Task directions => Could you retype the entries below exactly, omitting every picture?

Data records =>
----

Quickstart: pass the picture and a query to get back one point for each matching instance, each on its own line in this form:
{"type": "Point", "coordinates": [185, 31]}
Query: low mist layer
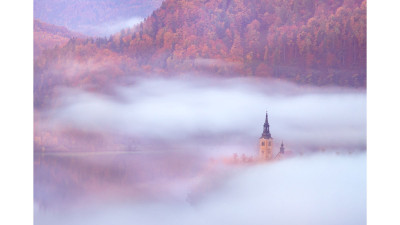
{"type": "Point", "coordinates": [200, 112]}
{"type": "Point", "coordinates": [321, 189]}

----

Task result =>
Quickstart: pass the picture and a query to get back one point for each matching instance, each on its own line in this form:
{"type": "Point", "coordinates": [185, 31]}
Query: low mist layer
{"type": "Point", "coordinates": [200, 112]}
{"type": "Point", "coordinates": [321, 189]}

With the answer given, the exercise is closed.